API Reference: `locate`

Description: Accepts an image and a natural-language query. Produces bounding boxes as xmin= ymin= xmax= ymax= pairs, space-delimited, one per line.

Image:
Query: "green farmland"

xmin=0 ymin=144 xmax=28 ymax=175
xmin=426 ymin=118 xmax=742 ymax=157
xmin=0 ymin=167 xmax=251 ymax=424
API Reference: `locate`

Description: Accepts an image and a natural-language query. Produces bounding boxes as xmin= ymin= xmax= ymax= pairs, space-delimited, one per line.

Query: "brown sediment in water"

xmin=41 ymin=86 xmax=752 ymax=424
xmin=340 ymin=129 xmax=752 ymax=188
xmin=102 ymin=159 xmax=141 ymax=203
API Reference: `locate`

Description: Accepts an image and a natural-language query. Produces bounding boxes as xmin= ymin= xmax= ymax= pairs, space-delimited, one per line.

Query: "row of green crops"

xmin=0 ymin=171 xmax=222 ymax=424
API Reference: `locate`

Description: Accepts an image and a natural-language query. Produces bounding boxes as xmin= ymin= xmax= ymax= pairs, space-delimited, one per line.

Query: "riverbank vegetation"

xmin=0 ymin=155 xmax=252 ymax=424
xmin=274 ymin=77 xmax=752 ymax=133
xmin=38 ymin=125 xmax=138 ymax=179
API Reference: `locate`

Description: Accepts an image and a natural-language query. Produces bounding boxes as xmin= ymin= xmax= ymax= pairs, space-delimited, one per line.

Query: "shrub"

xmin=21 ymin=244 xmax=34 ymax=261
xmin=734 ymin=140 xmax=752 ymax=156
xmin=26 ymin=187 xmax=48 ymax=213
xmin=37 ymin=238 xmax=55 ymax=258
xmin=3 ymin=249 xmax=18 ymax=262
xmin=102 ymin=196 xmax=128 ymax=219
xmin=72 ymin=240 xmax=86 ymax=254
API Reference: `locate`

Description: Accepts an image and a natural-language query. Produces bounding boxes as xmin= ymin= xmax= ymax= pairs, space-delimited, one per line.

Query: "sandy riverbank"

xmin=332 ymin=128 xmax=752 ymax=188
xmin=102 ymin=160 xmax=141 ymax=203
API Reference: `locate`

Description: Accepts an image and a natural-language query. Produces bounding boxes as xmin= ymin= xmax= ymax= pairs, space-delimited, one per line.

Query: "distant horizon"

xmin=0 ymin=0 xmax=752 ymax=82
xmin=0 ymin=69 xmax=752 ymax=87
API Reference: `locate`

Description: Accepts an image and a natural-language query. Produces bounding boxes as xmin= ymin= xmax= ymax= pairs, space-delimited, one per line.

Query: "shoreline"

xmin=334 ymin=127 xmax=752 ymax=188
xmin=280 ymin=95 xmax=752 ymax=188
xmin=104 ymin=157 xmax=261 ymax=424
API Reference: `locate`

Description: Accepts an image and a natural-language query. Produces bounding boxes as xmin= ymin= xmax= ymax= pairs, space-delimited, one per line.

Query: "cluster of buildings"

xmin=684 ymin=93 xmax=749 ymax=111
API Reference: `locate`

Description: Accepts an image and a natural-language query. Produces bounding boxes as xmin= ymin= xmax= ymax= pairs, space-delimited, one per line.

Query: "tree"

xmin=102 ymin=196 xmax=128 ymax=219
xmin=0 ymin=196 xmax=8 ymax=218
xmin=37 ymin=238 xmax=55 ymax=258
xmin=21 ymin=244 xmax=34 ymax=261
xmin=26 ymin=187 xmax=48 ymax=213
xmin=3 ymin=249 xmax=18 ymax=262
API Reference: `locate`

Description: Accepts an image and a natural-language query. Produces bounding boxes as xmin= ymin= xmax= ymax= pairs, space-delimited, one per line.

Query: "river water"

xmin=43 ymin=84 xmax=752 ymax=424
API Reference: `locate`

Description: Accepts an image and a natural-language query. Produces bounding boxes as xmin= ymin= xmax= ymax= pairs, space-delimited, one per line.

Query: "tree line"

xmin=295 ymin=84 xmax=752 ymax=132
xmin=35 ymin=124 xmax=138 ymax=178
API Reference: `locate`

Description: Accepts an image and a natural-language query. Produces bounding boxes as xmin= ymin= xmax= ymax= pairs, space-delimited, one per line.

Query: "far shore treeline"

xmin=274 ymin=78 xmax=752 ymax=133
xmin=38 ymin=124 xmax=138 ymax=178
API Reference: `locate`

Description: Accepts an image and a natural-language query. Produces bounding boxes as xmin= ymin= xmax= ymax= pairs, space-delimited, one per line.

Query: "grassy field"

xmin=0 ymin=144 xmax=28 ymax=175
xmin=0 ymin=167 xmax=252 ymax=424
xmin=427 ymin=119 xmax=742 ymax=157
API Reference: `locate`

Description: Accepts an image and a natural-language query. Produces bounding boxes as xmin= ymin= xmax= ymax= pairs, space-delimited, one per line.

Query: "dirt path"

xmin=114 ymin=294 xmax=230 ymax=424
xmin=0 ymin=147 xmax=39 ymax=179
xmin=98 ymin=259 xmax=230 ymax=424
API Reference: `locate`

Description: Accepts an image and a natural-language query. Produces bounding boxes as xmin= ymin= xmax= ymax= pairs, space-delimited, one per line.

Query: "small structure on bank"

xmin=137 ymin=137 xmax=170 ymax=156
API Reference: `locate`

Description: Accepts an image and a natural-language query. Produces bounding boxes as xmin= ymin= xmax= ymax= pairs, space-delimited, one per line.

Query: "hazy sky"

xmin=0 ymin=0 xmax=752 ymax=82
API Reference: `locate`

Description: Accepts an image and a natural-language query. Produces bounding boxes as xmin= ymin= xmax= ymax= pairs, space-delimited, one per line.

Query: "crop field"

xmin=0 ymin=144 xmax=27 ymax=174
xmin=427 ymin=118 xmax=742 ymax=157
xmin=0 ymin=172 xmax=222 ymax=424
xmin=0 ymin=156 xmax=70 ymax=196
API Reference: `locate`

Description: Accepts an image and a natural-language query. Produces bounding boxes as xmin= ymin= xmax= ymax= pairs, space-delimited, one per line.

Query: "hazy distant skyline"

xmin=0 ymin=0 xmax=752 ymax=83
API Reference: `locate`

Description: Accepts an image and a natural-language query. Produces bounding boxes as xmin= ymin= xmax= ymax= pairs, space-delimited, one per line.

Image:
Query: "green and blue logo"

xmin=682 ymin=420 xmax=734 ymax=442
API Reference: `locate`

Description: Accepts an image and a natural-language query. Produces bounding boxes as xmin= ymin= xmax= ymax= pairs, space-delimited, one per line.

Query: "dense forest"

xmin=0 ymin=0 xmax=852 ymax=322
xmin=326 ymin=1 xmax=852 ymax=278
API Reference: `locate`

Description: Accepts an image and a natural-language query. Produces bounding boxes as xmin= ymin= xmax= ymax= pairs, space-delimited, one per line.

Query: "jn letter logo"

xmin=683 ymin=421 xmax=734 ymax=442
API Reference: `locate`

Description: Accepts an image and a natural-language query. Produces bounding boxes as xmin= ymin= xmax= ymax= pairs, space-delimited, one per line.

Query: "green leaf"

========================================================================

**Goal:** Arrange every line of the records above as a Markdown table with the columns "Line No." and "Record Text", one row per line and blank lines omitted.

**Worked solution:**
| Line No. | Record Text |
|---|---|
| 1 | API Reference: `locate` |
| 2 | Description: Accepts an image and a natural-language query. Produces bounding boxes as xmin= ymin= xmax= ymax= pairs, space-delimited, one per line. |
| 3 | Image: |
| 4 | Query: "green farmland" |
| 5 | xmin=0 ymin=144 xmax=28 ymax=175 |
| 6 | xmin=426 ymin=118 xmax=742 ymax=157 |
| 7 | xmin=0 ymin=167 xmax=251 ymax=424 |
| 8 | API Reference: `locate` |
| 9 | Description: Accepts an image and a natural-language query. Produces bounding boxes as xmin= ymin= xmax= ymax= pairs, space-delimited, one per line. |
| 10 | Query: "brown sediment in water" |
| 11 | xmin=41 ymin=86 xmax=752 ymax=424 |
| 12 | xmin=340 ymin=129 xmax=752 ymax=188 |
| 13 | xmin=102 ymin=159 xmax=141 ymax=203 |
| 14 | API Reference: `locate` |
| 15 | Description: Accepts an image and a natural-language query. Produces bounding boxes as xmin= ymin= xmax= ymax= pairs, space-delimited, one per line. |
| 16 | Query: "row of green crops" |
| 17 | xmin=0 ymin=171 xmax=222 ymax=424 |
| 18 | API Reference: `locate` |
| 19 | Description: Accepts an image and a natural-language query. Produces bounding boxes as xmin= ymin= xmax= ymax= pairs, space-delimited, one per line. |
| 20 | Query: "riverbank vegetation" |
| 21 | xmin=0 ymin=155 xmax=252 ymax=424 |
| 22 | xmin=274 ymin=77 xmax=752 ymax=133 |
| 23 | xmin=38 ymin=125 xmax=138 ymax=179 |
| 24 | API Reference: `locate` |
| 25 | Description: Accepts an image and a natural-language query. Produces bounding boxes as xmin= ymin= xmax= ymax= pairs, space-delimited, one per line. |
| 26 | Query: "shrub" |
| 27 | xmin=21 ymin=244 xmax=34 ymax=261 |
| 28 | xmin=734 ymin=140 xmax=752 ymax=156 |
| 29 | xmin=26 ymin=187 xmax=48 ymax=213 |
| 30 | xmin=37 ymin=238 xmax=55 ymax=258 |
| 31 | xmin=3 ymin=249 xmax=18 ymax=262 |
| 32 | xmin=102 ymin=196 xmax=128 ymax=219 |
| 33 | xmin=72 ymin=240 xmax=86 ymax=254 |
| 34 | API Reference: `locate` |
| 35 | Description: Accepts an image and a natural-language query. Produces bounding boxes as xmin= ymin= xmax= ymax= pairs, space-delimited, one per line. |
| 36 | Query: "sandy riverbank" |
| 37 | xmin=332 ymin=128 xmax=752 ymax=188 |
| 38 | xmin=102 ymin=160 xmax=141 ymax=203 |
| 39 | API Reference: `locate` |
| 40 | Description: Accepts an image and a natural-language query. Produces bounding boxes as xmin= ymin= xmax= ymax= pairs, space-delimited, one per line. |
| 41 | Query: "distant horizon" |
| 42 | xmin=0 ymin=0 xmax=752 ymax=82 |
| 43 | xmin=0 ymin=69 xmax=752 ymax=87 |
| 44 | API Reference: `locate` |
| 45 | Description: Accepts an image and a natural-language query. Produces bounding boxes as xmin= ymin= xmax= ymax= pairs, space-delimited, one per line. |
| 46 | Query: "shoreline" |
| 47 | xmin=334 ymin=127 xmax=752 ymax=188 |
| 48 | xmin=280 ymin=95 xmax=752 ymax=188 |
| 49 | xmin=104 ymin=157 xmax=261 ymax=424 |
| 50 | API Reference: `locate` |
| 51 | Description: Accepts an image and a natural-language query. Produces bounding boxes as xmin= ymin= xmax= ymax= pairs, space-delimited, one per line. |
| 52 | Query: "cluster of buildings" |
| 53 | xmin=684 ymin=93 xmax=749 ymax=111 |
| 54 | API Reference: `locate` |
| 55 | Description: Accepts an image and a natural-language query. Produces bounding boxes as xmin= ymin= xmax= ymax= pairs, space-delimited, one per line. |
| 56 | Query: "tree" |
| 57 | xmin=102 ymin=196 xmax=128 ymax=219 |
| 58 | xmin=0 ymin=196 xmax=8 ymax=218 |
| 59 | xmin=37 ymin=238 xmax=55 ymax=258 |
| 60 | xmin=21 ymin=244 xmax=34 ymax=261 |
| 61 | xmin=26 ymin=187 xmax=48 ymax=213 |
| 62 | xmin=3 ymin=249 xmax=18 ymax=262 |
| 63 | API Reference: `locate` |
| 64 | Description: Accepts an image and a natural-language query. Produces bounding boxes as xmin= ymin= xmax= ymax= pairs, space-delimited, one per line. |
| 65 | Query: "river water" |
| 66 | xmin=43 ymin=84 xmax=752 ymax=424 |
| 67 | API Reference: `locate` |
| 68 | Description: Accepts an image and a natural-language query. Produces bounding boxes as xmin= ymin= xmax= ymax= pairs, space-delimited, one per line. |
| 69 | Query: "tree line" |
| 70 | xmin=295 ymin=84 xmax=752 ymax=132 |
| 71 | xmin=35 ymin=124 xmax=138 ymax=178 |
| 72 | API Reference: `locate` |
| 73 | Description: Accepts an image and a natural-language query. Produces bounding boxes as xmin= ymin= xmax= ymax= pairs, space-delimited, one per line. |
| 74 | Query: "far shore treeline" |
| 75 | xmin=274 ymin=78 xmax=752 ymax=133 |
| 76 | xmin=38 ymin=124 xmax=138 ymax=178 |
| 77 | API Reference: `locate` |
| 78 | Description: Accepts an image and a natural-language query. Produces bounding boxes as xmin= ymin= xmax= ymax= pairs, space-delimited, one per line. |
| 79 | Query: "grassy field" |
| 80 | xmin=0 ymin=144 xmax=28 ymax=175 |
| 81 | xmin=0 ymin=167 xmax=252 ymax=424 |
| 82 | xmin=427 ymin=119 xmax=742 ymax=157 |
| 83 | API Reference: `locate` |
| 84 | Description: Accepts an image and a natural-language query. Produces bounding boxes as xmin= ymin= xmax= ymax= pairs, space-delimited, one per line. |
| 85 | Query: "dirt path" |
| 86 | xmin=114 ymin=294 xmax=230 ymax=424 |
| 87 | xmin=0 ymin=147 xmax=39 ymax=179 |
| 88 | xmin=98 ymin=259 xmax=230 ymax=424 |
| 89 | API Reference: `locate` |
| 90 | Description: Accepts an image and a natural-language query. Produces bounding boxes as xmin= ymin= xmax= ymax= pairs, space-delimited, one per line. |
| 91 | Query: "small structure on bank" |
| 92 | xmin=137 ymin=137 xmax=170 ymax=156 |
| 93 | API Reference: `locate` |
| 94 | Description: Accepts an image and a natural-language query. Produces bounding boxes as xmin= ymin= xmax= ymax= pairs, space-delimited, one per line. |
| 95 | Query: "hazy sky" |
| 96 | xmin=0 ymin=0 xmax=752 ymax=82 |
| 97 | API Reference: `locate` |
| 98 | Description: Accepts an image and a natural-language query. Produces bounding boxes as xmin= ymin= xmax= ymax= pairs, space-delimited, one per line. |
| 99 | Query: "crop field" |
| 100 | xmin=0 ymin=144 xmax=27 ymax=174 |
| 101 | xmin=427 ymin=118 xmax=742 ymax=157 |
| 102 | xmin=0 ymin=172 xmax=222 ymax=424 |
| 103 | xmin=0 ymin=156 xmax=70 ymax=196 |
| 104 | API Reference: `locate` |
| 105 | Description: Accepts an image and a natural-language query. Produces bounding boxes as xmin= ymin= xmax= ymax= pairs, space-delimited, one per line. |
| 106 | Query: "hazy distant skyline" |
| 107 | xmin=0 ymin=0 xmax=752 ymax=83 |
| 108 | API Reference: `locate` |
| 109 | Description: Accepts an image and a natural-language query. Produces bounding boxes as xmin= ymin= xmax= ymax= pairs, space-delimited, one per line. |
| 110 | Image: |
| 111 | Query: "green and blue logo" |
| 112 | xmin=682 ymin=420 xmax=734 ymax=442 |
| 113 | API Reference: `locate` |
| 114 | Description: Accepts an image and a natural-language query. Produces bounding boxes as xmin= ymin= xmax= ymax= pairs, space-delimited, one per line. |
| 115 | Query: "dense forest" |
| 116 | xmin=0 ymin=0 xmax=852 ymax=322 |
| 117 | xmin=326 ymin=1 xmax=852 ymax=278 |
| 118 | API Reference: `locate` |
| 119 | Description: Accepts an image and a natural-language query. Produces bounding boxes as xmin= ymin= xmax= ymax= pairs, space-delimited, one per line. |
| 120 | Query: "jn letter logo" |
| 121 | xmin=683 ymin=421 xmax=734 ymax=442 |
| 122 | API Reference: `locate` |
| 123 | Description: Accepts an image and a natural-language query. Produces bounding boxes as xmin= ymin= xmax= ymax= pairs, space-delimited, one per line. |
| 124 | Query: "green leaf" |